- [RAW RECORDS]:
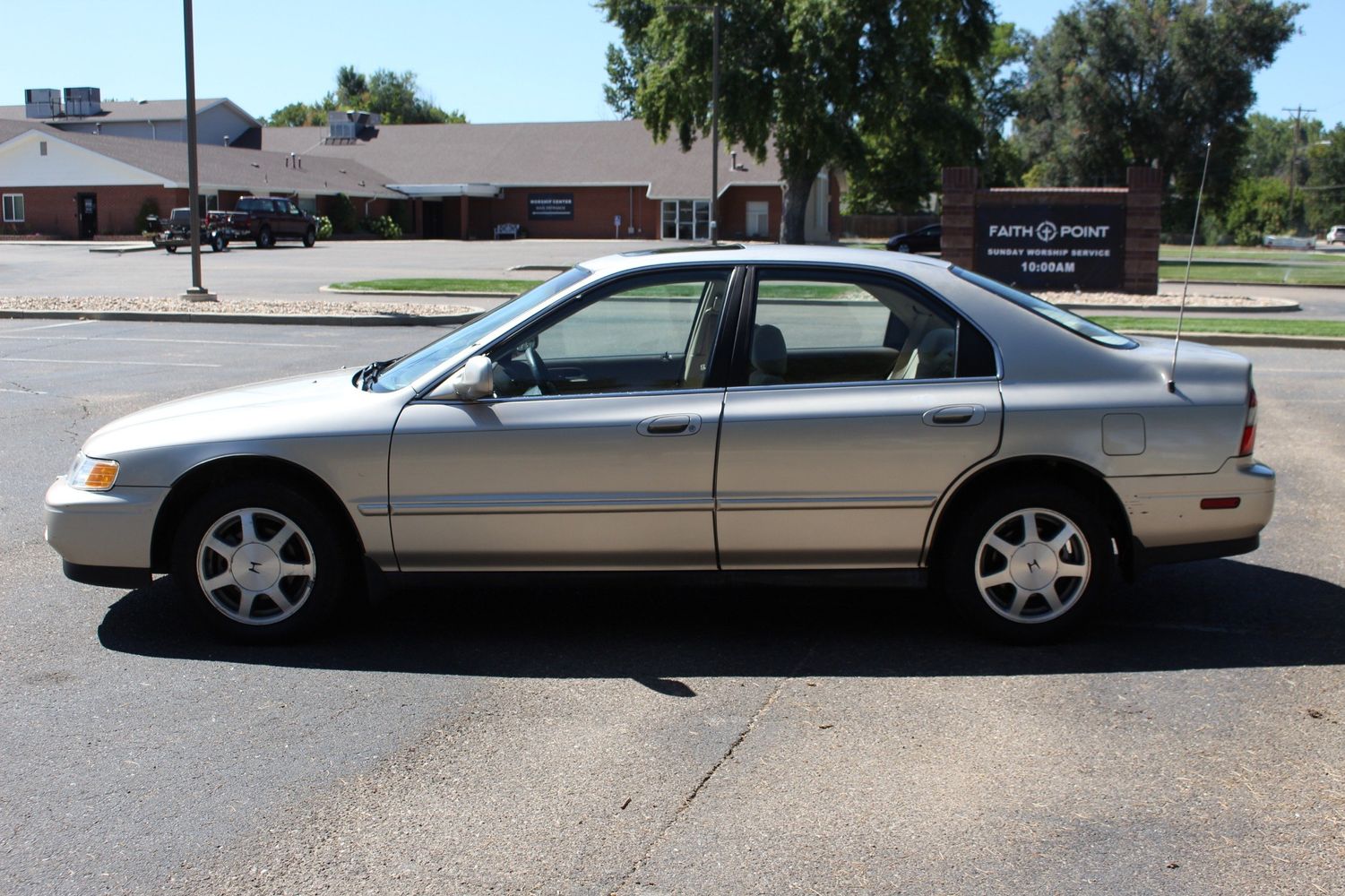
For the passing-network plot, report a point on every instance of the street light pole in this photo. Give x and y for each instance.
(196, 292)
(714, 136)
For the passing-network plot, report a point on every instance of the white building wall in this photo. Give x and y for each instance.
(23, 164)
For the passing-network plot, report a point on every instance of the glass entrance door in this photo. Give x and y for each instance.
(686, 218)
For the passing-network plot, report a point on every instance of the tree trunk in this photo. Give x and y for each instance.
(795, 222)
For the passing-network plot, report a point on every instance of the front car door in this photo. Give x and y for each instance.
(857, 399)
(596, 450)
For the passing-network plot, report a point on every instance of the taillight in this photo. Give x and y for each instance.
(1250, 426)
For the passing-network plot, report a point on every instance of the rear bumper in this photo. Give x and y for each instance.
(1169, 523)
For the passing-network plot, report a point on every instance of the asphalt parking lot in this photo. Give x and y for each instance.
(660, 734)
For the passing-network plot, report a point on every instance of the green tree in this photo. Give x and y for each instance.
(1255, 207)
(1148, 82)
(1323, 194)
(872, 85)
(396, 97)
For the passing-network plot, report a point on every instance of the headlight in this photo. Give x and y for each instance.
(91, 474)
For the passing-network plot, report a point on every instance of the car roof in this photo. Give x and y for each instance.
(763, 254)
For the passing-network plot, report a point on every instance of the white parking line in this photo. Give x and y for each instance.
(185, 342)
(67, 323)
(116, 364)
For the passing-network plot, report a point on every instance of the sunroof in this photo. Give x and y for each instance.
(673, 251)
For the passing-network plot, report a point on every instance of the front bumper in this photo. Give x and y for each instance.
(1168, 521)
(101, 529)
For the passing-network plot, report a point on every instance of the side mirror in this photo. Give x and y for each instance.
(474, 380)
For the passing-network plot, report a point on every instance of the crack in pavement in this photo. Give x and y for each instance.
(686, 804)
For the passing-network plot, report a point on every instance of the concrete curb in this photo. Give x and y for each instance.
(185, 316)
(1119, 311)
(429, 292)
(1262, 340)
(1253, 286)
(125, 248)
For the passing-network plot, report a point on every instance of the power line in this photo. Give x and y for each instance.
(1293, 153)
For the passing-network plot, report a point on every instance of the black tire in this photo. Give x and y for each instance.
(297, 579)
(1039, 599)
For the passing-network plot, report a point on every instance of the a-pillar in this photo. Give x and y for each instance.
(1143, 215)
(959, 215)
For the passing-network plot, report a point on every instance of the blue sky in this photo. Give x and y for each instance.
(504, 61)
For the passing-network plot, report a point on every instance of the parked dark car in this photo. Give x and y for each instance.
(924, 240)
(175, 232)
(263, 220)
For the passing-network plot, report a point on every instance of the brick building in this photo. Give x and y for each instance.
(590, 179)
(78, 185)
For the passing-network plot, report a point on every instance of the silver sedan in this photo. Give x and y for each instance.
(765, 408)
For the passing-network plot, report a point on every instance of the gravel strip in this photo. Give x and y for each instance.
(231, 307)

...

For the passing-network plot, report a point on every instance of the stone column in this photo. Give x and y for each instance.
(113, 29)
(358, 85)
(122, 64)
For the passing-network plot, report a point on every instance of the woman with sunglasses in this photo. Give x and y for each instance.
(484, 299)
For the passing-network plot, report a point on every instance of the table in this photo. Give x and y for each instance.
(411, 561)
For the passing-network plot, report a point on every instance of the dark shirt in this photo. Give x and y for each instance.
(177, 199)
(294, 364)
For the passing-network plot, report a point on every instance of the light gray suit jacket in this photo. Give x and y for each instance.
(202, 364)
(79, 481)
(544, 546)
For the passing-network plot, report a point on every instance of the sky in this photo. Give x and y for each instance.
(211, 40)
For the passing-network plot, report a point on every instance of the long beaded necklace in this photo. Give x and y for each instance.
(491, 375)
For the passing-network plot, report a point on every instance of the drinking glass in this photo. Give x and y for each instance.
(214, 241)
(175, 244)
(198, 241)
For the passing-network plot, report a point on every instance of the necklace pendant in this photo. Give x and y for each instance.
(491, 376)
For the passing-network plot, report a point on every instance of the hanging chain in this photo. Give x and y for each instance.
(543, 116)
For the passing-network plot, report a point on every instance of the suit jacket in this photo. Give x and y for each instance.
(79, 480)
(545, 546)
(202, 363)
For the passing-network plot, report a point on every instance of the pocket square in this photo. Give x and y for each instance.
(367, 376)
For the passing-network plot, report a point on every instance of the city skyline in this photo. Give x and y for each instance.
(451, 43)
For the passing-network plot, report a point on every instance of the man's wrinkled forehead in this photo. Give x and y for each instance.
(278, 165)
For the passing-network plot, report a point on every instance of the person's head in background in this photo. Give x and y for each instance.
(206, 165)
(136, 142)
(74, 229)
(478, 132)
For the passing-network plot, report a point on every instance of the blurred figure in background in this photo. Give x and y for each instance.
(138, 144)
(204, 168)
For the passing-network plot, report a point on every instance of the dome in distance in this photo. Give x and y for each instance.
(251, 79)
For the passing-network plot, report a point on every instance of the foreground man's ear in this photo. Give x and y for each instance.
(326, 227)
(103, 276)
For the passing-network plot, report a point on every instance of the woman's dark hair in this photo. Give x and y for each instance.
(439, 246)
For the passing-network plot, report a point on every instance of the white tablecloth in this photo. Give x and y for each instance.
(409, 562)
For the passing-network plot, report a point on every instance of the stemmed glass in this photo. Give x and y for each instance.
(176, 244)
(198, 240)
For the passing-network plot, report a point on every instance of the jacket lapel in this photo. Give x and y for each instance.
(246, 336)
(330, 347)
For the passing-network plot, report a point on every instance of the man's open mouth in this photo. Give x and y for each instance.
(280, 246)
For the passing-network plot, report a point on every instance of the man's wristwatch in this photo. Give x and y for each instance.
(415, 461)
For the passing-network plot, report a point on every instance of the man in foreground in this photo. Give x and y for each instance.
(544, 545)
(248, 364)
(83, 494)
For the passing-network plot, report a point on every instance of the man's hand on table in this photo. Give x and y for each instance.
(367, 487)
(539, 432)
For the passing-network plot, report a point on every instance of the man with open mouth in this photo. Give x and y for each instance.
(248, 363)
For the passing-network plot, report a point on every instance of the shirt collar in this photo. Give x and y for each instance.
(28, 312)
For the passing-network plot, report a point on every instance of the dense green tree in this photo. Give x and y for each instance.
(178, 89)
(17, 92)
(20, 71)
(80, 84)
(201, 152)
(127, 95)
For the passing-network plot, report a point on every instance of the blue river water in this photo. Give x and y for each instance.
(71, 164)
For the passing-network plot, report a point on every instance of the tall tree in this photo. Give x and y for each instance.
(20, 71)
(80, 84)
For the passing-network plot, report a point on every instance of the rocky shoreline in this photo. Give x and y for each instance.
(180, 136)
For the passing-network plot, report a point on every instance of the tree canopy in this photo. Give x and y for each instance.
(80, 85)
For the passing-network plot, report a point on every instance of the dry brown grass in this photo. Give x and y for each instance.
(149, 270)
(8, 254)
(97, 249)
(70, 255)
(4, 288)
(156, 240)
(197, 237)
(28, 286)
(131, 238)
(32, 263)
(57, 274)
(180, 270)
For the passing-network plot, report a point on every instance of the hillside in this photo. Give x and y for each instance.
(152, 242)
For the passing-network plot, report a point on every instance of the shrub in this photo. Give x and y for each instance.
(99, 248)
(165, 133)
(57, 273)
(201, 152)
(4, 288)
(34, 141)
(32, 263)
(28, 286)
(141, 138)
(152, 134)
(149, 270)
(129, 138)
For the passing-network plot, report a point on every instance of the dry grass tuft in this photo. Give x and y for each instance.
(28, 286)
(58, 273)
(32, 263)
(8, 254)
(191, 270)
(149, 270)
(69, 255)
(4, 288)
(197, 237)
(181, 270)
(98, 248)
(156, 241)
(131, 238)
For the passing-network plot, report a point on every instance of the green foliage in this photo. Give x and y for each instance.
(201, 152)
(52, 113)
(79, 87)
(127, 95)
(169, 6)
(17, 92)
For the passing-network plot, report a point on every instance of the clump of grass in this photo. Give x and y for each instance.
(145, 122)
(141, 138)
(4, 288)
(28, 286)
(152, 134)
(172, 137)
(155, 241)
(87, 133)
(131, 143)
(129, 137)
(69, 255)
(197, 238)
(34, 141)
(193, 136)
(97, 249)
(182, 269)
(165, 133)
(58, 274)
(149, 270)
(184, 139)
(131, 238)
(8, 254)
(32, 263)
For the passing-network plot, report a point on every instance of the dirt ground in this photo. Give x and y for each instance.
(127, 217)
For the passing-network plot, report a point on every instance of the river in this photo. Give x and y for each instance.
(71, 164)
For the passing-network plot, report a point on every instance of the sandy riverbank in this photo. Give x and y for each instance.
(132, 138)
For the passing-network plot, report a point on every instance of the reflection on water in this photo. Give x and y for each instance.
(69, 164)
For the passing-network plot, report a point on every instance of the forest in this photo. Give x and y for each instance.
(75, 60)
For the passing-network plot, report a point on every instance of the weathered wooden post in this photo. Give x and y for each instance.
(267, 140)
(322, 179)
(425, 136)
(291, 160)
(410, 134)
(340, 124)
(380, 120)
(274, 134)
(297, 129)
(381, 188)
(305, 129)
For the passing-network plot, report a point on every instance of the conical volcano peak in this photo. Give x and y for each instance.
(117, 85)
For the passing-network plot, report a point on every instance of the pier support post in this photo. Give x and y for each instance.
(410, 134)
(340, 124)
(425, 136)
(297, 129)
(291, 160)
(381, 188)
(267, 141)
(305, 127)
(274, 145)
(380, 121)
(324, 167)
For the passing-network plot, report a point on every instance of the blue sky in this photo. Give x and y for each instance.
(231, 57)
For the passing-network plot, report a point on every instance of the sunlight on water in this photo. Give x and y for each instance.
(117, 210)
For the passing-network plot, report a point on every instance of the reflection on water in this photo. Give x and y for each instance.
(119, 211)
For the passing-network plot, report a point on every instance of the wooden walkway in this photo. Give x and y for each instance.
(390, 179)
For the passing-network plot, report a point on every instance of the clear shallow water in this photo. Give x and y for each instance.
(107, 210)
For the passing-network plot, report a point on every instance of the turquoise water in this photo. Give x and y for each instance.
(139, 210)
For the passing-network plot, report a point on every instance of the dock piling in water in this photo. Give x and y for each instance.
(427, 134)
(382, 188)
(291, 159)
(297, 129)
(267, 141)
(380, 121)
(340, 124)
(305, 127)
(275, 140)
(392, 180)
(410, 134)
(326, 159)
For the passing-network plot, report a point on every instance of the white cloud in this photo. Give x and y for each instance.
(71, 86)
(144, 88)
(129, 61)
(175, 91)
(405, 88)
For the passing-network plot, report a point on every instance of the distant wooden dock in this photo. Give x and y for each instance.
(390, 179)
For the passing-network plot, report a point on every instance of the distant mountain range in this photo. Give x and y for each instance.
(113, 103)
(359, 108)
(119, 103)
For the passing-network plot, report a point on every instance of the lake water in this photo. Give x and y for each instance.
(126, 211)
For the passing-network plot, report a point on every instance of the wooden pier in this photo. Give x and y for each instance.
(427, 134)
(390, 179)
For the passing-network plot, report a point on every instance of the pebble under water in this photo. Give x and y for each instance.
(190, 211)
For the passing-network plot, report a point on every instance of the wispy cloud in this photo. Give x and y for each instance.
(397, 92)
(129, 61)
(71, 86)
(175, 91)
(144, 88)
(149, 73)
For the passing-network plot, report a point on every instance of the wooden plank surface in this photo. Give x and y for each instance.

- [OBJECTIVE]: Lay out the records as a Markdown table, beginning with the line that contains "of the street" and continuing through the line that contains "(1250, 426)", with both of those lines included. Use the columns Number and Content, give each line its own row, and omit any blank lines.

- [RESPONSE TO THIS EXERCISE]:
| Number | Content |
|---|---|
| 1 | For the passing-network plot, report a point on every instance of the street light pole in this photo. Give x and y for each instance. |
| 2 | (196, 292) |
| 3 | (714, 136) |
| 4 | For the passing-network plot, report a point on every instance of the white building wall in this photo. Give x and y for each instance. |
| 5 | (23, 164) |
| 6 | For the passing-network plot, report a point on every instance of the glass entrance door in this photo. Give x and y for each instance. |
| 7 | (686, 218) |
| 8 | For the passing-network plot, report a point on every instance of the tree trunk in this photo. Give x and y for each instance. |
| 9 | (795, 222) |
| 10 | For the passing-network plot, report a point on every instance of the front car door in this photo. Give x and y for each instance. |
| 11 | (857, 399) |
| 12 | (596, 450) |
| 13 | For the passing-network plot, report a point on every instance of the taillight in this photo. Give x and y for each instance. |
| 14 | (1250, 426) |